Metin Bloğu:
——————

"HAC VE UMRE"
Rabbimizin davetlisi
olarak büyük bir onurla/nurla, O’nun birbirinden farklı maddi
ikramlarının yanında asıl olarak manevi ikramlarından tatmaya
gidiyoruz.
Şerefli
Varlık
Yeryüzünün en şerefli
varlığı olan insan, Allah’ın yarattığı en değerli varlık
olup, aynı zamanda ilahi vahyin muhatabı, dağların bile
yüklenmekten kaçındığı büyük sorumluluğu yani kulluğu
taşıyan yegâne varlıktır.
Gökyüzünün emini olan
Cebrail’in, yeryüzünün emini olan Hz. Muhammed’e ulaştırdığı
yol haritası olan Kur’an, müminlerin yüreklerini ve zihin
dünyalarını nakış nakış dokuyan mükemmel bir kitaptır. İşte
bu mükemmel davet olan Kur’an’ın bir emri de Hac olup, yanında
bonusu niteliğinde bir ikram olan Umre’dir.
Umre gidişlerinin hızla
devam ettiği şu süreç ve yaklaşan Hac mevsimi dolayısıyla, bu
günler için değinilmeyi hak eden birkaç çalışmaya değinmek
isterim.
İnce
Mevzu!
Günümüz
Müslümanlarının Hac ve Umre konusunda bir yargısı var ki o da,
‘Çağırma Mevzusu.’ Ne zaman gündeme Hac veya Umre’yle
alakalı bir muhabbet açılsa, ne zaman gitmeyi düşündüğüne
dair bir soru sorulsa hemen şu cevap geliyor; ‘Rabbim daha
çağırmadı.’ Bu ve buna benzer daha doğrusu bu mantıkla
kurulmuş cümleler bana çok garip geliyor. Rabbimiz Teâlâ
Hazretleri, bu daveti/çağrıyı ‘Tevhidin Babası’ olan Hz.
İbrahim vasıtasıyla Al-i İmran suresi 96-97. ve Hac suresi 26-29.

——————

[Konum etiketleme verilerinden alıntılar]
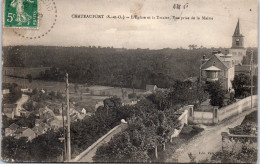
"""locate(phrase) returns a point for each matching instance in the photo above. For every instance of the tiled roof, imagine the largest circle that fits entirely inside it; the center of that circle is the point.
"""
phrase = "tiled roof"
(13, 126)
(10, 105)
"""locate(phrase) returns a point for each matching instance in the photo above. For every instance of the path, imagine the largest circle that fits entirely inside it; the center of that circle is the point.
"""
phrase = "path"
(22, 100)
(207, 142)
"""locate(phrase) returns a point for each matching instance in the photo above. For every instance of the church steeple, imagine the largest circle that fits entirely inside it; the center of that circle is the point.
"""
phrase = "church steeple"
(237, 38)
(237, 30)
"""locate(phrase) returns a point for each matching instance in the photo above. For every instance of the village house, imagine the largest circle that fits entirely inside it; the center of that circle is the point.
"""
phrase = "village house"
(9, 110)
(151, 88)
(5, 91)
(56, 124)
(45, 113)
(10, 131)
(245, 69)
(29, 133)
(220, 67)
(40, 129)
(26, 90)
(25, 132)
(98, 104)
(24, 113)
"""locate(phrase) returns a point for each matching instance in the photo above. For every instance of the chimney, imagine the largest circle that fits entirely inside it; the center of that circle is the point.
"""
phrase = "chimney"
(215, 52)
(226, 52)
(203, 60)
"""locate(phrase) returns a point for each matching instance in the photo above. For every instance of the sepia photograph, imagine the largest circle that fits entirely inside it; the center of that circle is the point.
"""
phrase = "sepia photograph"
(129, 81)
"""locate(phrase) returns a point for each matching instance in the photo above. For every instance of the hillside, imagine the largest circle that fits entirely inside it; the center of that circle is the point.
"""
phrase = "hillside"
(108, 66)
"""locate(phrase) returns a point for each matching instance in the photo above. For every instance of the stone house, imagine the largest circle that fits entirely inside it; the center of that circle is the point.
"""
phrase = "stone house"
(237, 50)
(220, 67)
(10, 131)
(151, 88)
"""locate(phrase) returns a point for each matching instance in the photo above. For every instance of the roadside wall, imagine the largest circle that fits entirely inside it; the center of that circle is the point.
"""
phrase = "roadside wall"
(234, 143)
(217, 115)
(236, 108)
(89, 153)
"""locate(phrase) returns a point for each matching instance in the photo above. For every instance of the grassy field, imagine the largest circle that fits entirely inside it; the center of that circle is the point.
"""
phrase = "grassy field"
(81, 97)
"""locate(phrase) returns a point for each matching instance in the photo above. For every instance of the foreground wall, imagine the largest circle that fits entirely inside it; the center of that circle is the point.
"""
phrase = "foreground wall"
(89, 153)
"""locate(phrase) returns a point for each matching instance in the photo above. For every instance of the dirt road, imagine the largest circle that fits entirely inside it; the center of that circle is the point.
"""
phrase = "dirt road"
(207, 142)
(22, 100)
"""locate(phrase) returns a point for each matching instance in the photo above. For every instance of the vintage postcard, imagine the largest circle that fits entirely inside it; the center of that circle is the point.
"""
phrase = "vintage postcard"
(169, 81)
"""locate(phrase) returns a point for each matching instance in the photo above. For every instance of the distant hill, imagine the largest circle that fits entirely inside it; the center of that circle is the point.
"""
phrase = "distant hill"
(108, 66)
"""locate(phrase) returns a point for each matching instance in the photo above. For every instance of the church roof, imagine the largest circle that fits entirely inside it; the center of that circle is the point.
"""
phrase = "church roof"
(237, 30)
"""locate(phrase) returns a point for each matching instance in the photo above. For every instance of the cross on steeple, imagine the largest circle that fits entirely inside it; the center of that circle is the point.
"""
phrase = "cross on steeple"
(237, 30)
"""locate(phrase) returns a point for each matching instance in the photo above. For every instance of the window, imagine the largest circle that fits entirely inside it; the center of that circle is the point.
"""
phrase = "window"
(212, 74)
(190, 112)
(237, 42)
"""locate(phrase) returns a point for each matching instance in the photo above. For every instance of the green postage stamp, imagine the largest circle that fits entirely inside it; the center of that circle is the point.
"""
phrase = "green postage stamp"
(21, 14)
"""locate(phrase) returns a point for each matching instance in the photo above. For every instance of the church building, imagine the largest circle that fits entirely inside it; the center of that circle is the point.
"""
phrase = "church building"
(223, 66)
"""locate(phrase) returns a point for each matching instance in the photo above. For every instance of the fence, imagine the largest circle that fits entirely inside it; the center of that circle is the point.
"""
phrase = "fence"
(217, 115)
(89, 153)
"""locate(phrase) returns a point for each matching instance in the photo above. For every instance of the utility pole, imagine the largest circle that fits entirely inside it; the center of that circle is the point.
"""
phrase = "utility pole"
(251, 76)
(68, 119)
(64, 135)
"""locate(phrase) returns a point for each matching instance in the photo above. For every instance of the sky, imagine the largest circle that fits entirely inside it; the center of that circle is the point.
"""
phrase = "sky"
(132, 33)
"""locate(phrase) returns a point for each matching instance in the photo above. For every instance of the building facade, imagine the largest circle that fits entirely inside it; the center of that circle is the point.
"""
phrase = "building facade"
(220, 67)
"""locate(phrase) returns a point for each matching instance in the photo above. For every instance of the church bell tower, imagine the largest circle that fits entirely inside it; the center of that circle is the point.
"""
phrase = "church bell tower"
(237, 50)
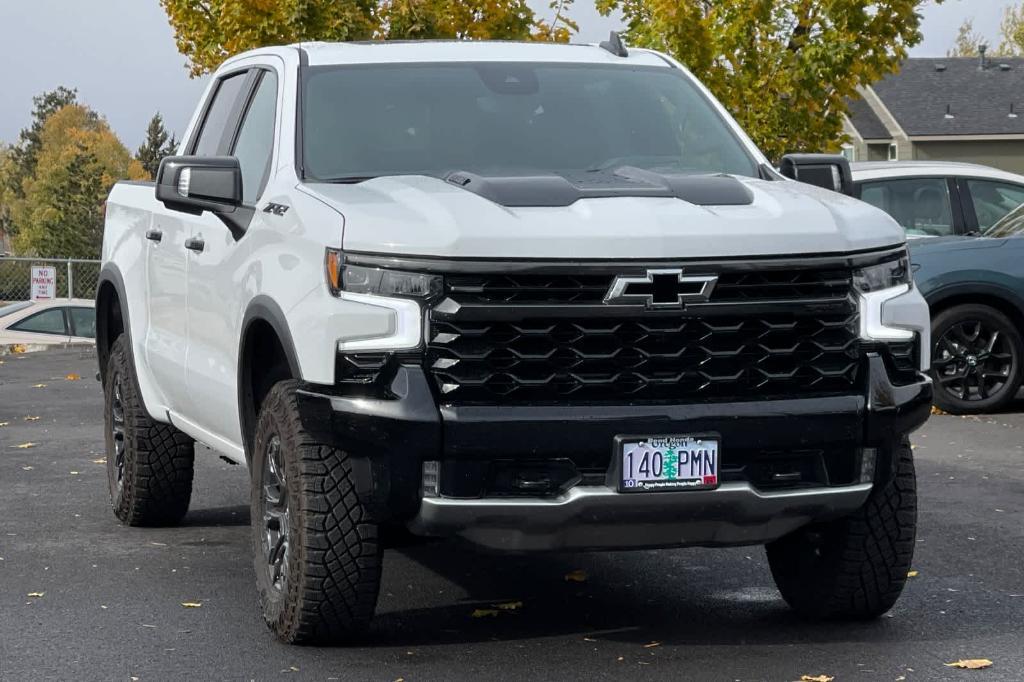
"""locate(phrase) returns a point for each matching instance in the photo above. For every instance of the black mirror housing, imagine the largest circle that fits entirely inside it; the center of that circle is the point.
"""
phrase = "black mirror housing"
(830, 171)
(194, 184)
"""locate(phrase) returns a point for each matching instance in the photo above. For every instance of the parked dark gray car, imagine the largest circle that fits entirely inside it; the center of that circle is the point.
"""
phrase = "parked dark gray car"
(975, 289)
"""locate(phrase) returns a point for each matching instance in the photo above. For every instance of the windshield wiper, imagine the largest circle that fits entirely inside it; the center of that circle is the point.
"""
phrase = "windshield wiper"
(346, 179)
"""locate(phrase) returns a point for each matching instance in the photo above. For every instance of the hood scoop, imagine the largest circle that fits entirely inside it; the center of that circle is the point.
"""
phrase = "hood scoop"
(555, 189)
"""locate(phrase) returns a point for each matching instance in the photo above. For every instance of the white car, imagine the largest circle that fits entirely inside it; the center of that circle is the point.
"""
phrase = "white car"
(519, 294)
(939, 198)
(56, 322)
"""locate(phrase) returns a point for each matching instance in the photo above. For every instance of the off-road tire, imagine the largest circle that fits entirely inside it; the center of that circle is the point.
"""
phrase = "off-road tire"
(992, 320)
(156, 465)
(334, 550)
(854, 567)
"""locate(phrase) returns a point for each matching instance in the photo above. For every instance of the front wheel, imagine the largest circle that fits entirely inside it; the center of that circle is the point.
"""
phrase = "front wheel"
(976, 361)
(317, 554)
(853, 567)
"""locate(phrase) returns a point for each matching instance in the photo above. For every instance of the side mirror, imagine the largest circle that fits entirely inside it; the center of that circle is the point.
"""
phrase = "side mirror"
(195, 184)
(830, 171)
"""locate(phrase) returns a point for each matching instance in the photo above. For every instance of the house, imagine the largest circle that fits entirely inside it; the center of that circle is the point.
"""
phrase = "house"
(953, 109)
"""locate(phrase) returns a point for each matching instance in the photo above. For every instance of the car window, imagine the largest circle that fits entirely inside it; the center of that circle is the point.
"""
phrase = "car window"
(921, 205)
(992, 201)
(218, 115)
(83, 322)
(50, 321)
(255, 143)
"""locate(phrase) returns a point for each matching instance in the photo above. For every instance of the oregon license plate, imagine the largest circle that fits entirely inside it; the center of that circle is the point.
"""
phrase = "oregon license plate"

——————

Yapılacaklar:
- 1) Hac ve umre metninde tek tırnak içinde verilen ifadelerin hepsini sıralayın.
- 2) Hac ve umre metninin "Umre gidişlerinin hızla" ile "Babası’ olan Hz." arasındaki bölümünü, ikisi de dahil olmak üzere, "yaklaşan" ifadesini "gelmekte olan" ile değiştirerek yeniden yazın.

Görevlerin Cevapları:
- 1)
‘Çağırma Mevzusu.’
‘Rabbim daha çağırmadı.’
‘Tevhidin Babası’

- 2)
Umre gidişlerinin hızla
devam ettiği şu süreç ve gelmekte olan Hac mevsimi dolayısıyla, bu
günler için değinilmeyi hak eden birkaç çalışmaya değinmek
isterim.
İnce
Mevzu!
Günümüz
Müslümanlarının Hac ve Umre konusunda bir yargısı var ki o da,
‘Çağırma Mevzusu.’ Ne zaman gündeme Hac veya Umre’yle
alakalı bir muhabbet açılsa, ne zaman gitmeyi düşündüğüne
dair bir soru sorulsa hemen şu cevap geliyor; ‘Rabbim daha
çağırmadı.’ Bu ve buna benzer daha doğrusu bu mantıkla
kurulmuş cümleler bana çok garip geliyor. Rabbimiz Teâlâ
Hazretleri, bu daveti/çağrıyı ‘Tevhidin Babası’ olan Hz.